### Exercise prompt
Without the pictures, give the listing below again exactly.

### Task data
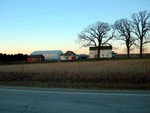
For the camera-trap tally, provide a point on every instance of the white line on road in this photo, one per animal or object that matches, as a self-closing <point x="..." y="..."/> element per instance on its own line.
<point x="78" y="93"/>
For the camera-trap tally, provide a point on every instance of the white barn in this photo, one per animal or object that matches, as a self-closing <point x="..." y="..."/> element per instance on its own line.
<point x="105" y="52"/>
<point x="49" y="54"/>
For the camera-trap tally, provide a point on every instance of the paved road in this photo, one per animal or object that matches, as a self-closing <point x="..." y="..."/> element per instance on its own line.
<point x="58" y="101"/>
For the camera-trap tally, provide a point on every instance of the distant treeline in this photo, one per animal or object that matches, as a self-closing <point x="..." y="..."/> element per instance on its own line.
<point x="12" y="58"/>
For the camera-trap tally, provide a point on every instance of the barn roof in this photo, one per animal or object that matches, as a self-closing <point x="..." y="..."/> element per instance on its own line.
<point x="102" y="48"/>
<point x="70" y="53"/>
<point x="47" y="52"/>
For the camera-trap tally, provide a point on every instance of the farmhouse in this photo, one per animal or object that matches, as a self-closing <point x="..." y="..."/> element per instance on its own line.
<point x="105" y="52"/>
<point x="69" y="55"/>
<point x="49" y="55"/>
<point x="35" y="58"/>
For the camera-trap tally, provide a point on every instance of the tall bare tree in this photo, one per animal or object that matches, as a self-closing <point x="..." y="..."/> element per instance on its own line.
<point x="141" y="24"/>
<point x="124" y="30"/>
<point x="96" y="35"/>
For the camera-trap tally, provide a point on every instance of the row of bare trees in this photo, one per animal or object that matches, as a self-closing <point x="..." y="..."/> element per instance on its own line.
<point x="134" y="32"/>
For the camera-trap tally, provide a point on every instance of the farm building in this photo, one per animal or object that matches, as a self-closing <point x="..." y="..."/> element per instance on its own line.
<point x="69" y="55"/>
<point x="105" y="52"/>
<point x="35" y="58"/>
<point x="49" y="55"/>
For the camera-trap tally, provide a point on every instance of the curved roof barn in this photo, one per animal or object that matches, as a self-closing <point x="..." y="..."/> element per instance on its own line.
<point x="49" y="54"/>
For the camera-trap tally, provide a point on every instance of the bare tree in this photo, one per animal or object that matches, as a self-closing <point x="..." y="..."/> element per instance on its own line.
<point x="124" y="30"/>
<point x="95" y="35"/>
<point x="141" y="24"/>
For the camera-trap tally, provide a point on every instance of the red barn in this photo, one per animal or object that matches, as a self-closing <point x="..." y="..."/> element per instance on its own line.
<point x="35" y="58"/>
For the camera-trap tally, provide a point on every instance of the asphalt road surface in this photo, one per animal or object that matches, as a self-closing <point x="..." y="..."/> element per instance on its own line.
<point x="14" y="100"/>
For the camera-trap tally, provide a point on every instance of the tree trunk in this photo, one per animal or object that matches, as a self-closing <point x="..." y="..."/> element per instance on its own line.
<point x="141" y="48"/>
<point x="128" y="52"/>
<point x="98" y="53"/>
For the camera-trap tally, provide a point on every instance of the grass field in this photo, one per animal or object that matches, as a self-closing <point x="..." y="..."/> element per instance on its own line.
<point x="112" y="74"/>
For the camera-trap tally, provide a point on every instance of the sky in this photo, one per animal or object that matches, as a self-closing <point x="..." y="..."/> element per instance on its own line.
<point x="29" y="25"/>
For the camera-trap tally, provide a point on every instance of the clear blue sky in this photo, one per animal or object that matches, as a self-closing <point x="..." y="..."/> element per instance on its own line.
<point x="28" y="25"/>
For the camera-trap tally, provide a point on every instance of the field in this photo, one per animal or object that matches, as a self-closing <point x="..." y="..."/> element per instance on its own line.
<point x="111" y="74"/>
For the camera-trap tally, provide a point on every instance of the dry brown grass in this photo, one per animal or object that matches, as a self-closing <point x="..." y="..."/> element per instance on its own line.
<point x="119" y="74"/>
<point x="122" y="66"/>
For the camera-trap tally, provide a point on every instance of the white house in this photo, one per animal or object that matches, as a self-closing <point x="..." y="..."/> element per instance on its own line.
<point x="105" y="52"/>
<point x="49" y="54"/>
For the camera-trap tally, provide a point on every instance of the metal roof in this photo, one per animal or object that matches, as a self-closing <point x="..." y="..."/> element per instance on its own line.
<point x="102" y="48"/>
<point x="47" y="52"/>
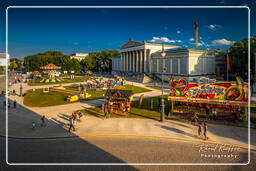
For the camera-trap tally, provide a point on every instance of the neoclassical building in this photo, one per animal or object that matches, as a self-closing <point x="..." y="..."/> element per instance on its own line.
<point x="145" y="57"/>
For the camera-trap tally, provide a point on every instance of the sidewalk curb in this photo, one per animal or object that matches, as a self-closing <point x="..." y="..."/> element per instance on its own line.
<point x="140" y="136"/>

### Result of the exercise
For the camera-trap tally, provide a point on every instance of the white line on road in this photo, one per animal or object that matches, as a self-closing <point x="..." y="..."/> element per instance on its own line.
<point x="78" y="93"/>
For the camera-trap tally, provide a point on every instance of the white barn in this photo, one per animal or object that matches, as a self-closing <point x="..." y="..."/> element per instance on its own line.
<point x="105" y="52"/>
<point x="49" y="54"/>
For the camera-trap tally, provide a point on every instance of the paved road in this photo, one per animal or object that matches, as a self-closing <point x="..." y="..."/> element per instance on its own line.
<point x="58" y="101"/>
For the camera-trap tally, provide a point on every instance of the distant treeline in this photo, one per animal or object that matches, as a self-closing <point x="..." y="..."/> element per instance on its own line.
<point x="12" y="58"/>
For the camera-trap tally, provide a point on every instance of the barn roof in this photo, one per animal or object that matches, as a self-closing <point x="..." y="..."/> element per instance on its own line.
<point x="102" y="48"/>
<point x="70" y="53"/>
<point x="47" y="52"/>
For the camera-trap tally, provide a point on every instance of the farmhouse in this photo, one per animal or object that matches, as a self-closing <point x="..." y="..."/> element per instance on its own line.
<point x="105" y="52"/>
<point x="69" y="55"/>
<point x="49" y="55"/>
<point x="35" y="58"/>
For the camera-trap tally, provide a point on every instance of the tall bare tree in this photo, one per animal or object that matches, as a self-closing <point x="..." y="..."/> element per instance on its own line.
<point x="141" y="24"/>
<point x="124" y="30"/>
<point x="96" y="35"/>
For the camera-trap tally, provide a point on every instance of the row of bare trees in this photo, one per animal or object that matches, as a self-closing <point x="..." y="..."/> element per instance on its own line.
<point x="134" y="32"/>
For the camera-trap tally, provide a point on every instance of the farm building in this photo, one per animal or object that matches, as a self-closing <point x="..." y="..."/> element per instance on its own line.
<point x="69" y="55"/>
<point x="105" y="52"/>
<point x="35" y="58"/>
<point x="49" y="55"/>
For the camera-trap tally, provide a point on every instance of the curved roof barn in this photo, one per animal or object that matches, as a self-closing <point x="..." y="..."/> element per instance on its own line.
<point x="49" y="54"/>
For the camera-trap tally, provide a point on every instance of the bare tree in this photo, one per animal or object that matches, as a self-closing <point x="..." y="..."/> element per instance on its own line.
<point x="124" y="30"/>
<point x="95" y="35"/>
<point x="141" y="24"/>
For the camera-trap tally, provide a point on every instance of the red barn in this photo, one per animal or object that matches, as a self-closing <point x="..." y="..."/> element per instance on its own line.
<point x="35" y="58"/>
For the camera-trap tally, provide a point on every instance of the asphalt road surface in this photo, one per animal or object that matches, as a self-closing <point x="..." y="..."/> element per instance on its own line.
<point x="14" y="100"/>
For the camera-trap tally, provide a point on every instance of the tree trunk in this photo, one per animal or object that matches, as a self-closing <point x="..." y="..."/> element per instance on its own line.
<point x="141" y="48"/>
<point x="128" y="52"/>
<point x="98" y="53"/>
For the camera-trap tally, provide a point on every instance of the grass field in this photo, one per animal or object that matches, as a self-closing <point x="..." y="..."/> element per instance on its own line.
<point x="112" y="74"/>
For the camera-trap tally, provide a point on every instance of the sky in this photo, one per animal or object that matches, as a self-closing <point x="..." y="..."/> element per instance on its own line.
<point x="29" y="25"/>
For the camera-trap tally, provide a point on every instance of the clear blue sky in this photo, one per animal or object that matches, as a self-closing <point x="..." y="..."/> element per instance on its own line.
<point x="28" y="25"/>
For the camera-trap tally, provide a point on every instance of the field in this photo, one per animal or object that matches, as a self-closing <point x="..." y="..."/> element per instance on its own line.
<point x="111" y="74"/>
For the camera-trap tally, provide a point on every instance of the dry brown grass in this photo, one per animal or object that matches, as a self-closing <point x="..." y="..."/> element per instance on its own line.
<point x="119" y="74"/>
<point x="122" y="66"/>
For the camera-trap tally, provide a point on every instance of the white house in this photo, one per animal or object that matches, as a self-closing <point x="..." y="..."/> element per instance on its own line.
<point x="105" y="52"/>
<point x="49" y="54"/>
For the camera-trap tally, provide a point on every instance of the metal roof in this photo, one per animal or object that matches, as a self-closing <point x="..." y="..."/> element per instance on its own line.
<point x="102" y="48"/>
<point x="47" y="52"/>
For the camera-trap tally, provide a point on every instance of the neoclassical building in this photo, one per animal or object that matches, as a self-closing <point x="..." y="..."/> element per instance on its own line.
<point x="145" y="57"/>
For the camera-trap tally, provide a point on every instance of the sidewalk curb in this photo, one per animal or object that matches, as a self-closing <point x="..." y="..."/> element per instance on its own line.
<point x="140" y="136"/>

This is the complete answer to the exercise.